Exactly reproduce the lines from the one holding "TARGET = black boot" through the final line of the listing below, with both ends included and nothing else.

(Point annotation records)
══════════

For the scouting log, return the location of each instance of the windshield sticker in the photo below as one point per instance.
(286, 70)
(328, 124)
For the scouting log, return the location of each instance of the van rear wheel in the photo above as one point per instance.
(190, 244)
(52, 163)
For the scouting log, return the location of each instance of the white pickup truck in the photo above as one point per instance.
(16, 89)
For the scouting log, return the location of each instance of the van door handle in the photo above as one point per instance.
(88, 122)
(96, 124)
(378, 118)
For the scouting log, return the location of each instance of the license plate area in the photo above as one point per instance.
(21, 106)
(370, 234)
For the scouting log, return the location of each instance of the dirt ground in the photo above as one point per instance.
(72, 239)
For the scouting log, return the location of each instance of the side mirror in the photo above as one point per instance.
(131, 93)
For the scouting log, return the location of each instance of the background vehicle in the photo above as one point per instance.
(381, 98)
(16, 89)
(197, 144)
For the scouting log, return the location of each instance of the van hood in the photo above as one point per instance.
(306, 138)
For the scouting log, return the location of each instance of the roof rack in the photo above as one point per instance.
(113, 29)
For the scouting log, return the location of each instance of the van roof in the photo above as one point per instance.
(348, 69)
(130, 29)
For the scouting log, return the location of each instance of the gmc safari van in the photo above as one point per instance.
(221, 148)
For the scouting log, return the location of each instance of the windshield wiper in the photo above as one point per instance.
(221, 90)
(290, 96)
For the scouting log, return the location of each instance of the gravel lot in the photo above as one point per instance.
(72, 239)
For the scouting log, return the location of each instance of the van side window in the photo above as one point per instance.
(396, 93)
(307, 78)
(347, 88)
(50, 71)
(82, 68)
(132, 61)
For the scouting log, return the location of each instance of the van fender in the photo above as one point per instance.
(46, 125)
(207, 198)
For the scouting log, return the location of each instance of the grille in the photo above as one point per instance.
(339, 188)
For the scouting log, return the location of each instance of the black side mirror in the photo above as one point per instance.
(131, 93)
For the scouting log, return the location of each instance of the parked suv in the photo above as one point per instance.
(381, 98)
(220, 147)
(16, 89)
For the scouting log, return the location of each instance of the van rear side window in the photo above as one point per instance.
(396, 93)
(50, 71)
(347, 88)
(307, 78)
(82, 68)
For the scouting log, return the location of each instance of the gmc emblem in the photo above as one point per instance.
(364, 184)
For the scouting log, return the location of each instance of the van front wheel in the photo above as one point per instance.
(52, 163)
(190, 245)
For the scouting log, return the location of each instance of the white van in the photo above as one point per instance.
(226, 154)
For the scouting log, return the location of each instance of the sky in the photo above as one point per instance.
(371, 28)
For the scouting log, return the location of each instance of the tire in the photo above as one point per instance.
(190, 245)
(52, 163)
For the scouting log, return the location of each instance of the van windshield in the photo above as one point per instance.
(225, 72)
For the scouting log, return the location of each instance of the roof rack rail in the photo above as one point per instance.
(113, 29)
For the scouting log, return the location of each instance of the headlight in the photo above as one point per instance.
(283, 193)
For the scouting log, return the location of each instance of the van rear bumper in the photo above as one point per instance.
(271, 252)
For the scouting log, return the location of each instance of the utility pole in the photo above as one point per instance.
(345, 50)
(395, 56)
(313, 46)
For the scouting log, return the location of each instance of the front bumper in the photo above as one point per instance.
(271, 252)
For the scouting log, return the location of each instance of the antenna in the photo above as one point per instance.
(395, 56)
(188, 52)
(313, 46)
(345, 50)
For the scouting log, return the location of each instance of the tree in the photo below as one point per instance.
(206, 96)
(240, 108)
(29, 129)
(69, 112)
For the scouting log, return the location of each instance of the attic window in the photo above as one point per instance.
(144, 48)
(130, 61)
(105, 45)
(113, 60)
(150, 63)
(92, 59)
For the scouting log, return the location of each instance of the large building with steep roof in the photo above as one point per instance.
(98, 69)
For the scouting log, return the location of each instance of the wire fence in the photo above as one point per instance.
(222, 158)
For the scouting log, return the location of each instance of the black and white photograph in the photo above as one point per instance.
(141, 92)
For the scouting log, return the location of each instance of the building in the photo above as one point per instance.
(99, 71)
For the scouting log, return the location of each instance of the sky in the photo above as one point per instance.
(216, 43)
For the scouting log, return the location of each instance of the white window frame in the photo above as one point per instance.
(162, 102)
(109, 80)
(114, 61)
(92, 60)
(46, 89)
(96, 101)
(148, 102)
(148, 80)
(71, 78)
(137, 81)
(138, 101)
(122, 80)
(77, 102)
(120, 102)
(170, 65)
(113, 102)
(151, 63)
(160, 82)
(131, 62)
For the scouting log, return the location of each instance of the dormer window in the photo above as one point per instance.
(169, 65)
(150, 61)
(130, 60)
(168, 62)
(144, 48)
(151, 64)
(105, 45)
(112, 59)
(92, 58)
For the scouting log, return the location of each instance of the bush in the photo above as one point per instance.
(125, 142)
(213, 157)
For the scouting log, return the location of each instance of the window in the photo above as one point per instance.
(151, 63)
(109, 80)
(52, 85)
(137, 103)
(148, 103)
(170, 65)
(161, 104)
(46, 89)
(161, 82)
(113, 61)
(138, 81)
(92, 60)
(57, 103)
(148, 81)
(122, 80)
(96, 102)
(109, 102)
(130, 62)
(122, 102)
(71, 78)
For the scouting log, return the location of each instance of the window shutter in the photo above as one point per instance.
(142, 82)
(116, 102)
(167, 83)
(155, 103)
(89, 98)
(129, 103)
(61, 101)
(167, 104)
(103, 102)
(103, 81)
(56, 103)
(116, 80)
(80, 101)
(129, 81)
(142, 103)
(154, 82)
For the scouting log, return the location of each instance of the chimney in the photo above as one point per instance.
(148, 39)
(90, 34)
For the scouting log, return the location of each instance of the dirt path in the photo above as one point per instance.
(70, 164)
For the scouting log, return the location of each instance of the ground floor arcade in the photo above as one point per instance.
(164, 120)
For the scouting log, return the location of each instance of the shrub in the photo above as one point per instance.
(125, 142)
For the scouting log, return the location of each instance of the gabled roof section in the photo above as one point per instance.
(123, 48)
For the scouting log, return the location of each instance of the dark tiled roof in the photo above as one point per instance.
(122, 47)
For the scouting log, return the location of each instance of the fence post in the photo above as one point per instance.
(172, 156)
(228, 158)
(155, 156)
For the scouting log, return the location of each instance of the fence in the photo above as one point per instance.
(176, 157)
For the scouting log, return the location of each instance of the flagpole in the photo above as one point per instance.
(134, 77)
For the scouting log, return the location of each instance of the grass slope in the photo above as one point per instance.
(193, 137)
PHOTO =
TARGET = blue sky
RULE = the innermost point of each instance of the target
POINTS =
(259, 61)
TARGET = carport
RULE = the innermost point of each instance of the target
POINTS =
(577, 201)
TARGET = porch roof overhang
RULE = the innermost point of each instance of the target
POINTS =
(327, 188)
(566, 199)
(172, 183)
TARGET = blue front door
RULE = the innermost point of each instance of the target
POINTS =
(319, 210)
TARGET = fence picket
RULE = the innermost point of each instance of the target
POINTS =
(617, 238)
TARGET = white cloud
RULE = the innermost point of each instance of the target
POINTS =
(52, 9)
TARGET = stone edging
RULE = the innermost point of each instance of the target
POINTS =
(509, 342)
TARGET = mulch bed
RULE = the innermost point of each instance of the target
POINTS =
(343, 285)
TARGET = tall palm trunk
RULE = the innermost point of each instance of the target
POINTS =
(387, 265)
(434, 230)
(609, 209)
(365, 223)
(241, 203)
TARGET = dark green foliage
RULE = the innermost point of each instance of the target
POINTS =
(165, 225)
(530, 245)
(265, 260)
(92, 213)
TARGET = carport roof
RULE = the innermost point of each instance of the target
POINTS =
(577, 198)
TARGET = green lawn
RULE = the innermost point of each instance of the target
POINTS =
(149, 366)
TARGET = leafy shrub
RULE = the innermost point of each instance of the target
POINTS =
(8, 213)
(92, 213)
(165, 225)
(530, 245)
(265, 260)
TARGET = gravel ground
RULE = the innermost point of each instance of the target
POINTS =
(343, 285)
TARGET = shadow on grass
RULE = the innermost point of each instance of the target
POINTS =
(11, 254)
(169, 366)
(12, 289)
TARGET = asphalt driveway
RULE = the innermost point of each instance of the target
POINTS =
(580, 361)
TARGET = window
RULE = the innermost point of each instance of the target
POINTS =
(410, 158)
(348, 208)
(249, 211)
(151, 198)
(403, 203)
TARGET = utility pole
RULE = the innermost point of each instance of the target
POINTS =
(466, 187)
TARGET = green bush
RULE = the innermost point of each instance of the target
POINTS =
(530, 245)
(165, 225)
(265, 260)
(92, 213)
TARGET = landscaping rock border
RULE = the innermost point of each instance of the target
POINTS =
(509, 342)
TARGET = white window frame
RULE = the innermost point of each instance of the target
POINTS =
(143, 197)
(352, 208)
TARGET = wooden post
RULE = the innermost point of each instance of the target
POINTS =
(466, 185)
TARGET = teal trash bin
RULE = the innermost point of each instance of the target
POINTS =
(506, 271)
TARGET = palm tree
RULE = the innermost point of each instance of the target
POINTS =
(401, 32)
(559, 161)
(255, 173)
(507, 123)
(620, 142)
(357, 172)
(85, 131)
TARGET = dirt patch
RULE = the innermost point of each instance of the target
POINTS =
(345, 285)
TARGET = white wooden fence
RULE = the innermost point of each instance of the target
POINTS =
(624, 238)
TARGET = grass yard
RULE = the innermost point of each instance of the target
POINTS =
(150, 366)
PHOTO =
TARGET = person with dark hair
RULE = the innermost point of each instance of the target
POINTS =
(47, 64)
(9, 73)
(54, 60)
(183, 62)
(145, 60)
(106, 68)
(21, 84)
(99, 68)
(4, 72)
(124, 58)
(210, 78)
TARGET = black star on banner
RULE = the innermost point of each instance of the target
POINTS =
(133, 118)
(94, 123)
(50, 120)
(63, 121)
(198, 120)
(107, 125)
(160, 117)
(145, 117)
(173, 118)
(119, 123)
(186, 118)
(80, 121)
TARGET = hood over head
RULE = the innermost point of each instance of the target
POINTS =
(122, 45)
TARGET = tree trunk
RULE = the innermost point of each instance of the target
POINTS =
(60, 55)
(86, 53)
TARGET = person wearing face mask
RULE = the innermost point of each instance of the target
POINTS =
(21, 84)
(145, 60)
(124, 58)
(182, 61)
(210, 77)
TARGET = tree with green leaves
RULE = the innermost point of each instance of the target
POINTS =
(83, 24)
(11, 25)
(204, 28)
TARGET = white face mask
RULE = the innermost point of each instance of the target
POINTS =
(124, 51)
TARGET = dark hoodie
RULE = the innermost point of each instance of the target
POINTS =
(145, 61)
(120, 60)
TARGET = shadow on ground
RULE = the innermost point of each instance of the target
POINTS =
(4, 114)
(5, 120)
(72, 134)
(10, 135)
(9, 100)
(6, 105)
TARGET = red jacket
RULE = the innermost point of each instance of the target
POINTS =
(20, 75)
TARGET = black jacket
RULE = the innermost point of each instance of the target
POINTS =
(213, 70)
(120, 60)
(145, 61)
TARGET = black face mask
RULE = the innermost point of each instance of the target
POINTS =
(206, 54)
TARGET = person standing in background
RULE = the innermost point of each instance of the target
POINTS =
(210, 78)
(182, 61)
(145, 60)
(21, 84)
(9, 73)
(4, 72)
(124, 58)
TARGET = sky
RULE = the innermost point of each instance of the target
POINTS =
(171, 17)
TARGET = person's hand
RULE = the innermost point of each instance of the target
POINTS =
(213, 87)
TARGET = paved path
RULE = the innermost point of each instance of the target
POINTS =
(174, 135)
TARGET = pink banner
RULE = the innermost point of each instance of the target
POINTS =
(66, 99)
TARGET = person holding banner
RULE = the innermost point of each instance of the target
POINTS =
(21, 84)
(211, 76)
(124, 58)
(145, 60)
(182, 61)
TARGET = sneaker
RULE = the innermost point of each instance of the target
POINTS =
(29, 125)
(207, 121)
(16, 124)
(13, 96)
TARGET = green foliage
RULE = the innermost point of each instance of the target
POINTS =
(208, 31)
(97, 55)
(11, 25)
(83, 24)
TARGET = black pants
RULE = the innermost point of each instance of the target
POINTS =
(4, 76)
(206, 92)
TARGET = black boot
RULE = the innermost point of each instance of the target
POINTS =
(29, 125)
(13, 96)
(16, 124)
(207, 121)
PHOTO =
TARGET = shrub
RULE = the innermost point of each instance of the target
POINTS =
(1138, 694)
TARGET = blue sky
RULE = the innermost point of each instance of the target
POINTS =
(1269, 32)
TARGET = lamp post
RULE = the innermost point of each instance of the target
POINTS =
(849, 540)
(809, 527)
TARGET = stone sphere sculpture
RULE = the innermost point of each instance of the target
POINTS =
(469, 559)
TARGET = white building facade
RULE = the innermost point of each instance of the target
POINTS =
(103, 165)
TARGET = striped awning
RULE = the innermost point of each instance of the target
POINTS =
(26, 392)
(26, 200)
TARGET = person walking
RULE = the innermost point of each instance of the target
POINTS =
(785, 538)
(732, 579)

══════════

» **Written response**
TARGET = black boot
RULE = the innermost point of each instance of the target
POINTS =
(29, 125)
(13, 96)
(16, 124)
(207, 121)
PHOTO =
TARGET = shrub
RULE = the innermost point of each instance of the target
POINTS =
(1138, 694)
TARGET = blue sky
RULE = the innermost point of each instance of the target
POINTS =
(1269, 32)
TARGET = lamp post
RULE = the innermost point of each instance of the target
POINTS =
(849, 540)
(809, 527)
TARGET = stone sphere sculpture
RULE = the innermost point of each instance of the target
POINTS =
(469, 559)
TARGET = white building facade
RULE = the innermost point of each instance of the target
POINTS =
(103, 165)
TARGET = striped awning
RULE = the innermost point of each instance of the target
POINTS =
(26, 392)
(26, 200)
TARGET = person walking
RULE = the innermost point of each instance of the target
POINTS =
(785, 538)
(732, 579)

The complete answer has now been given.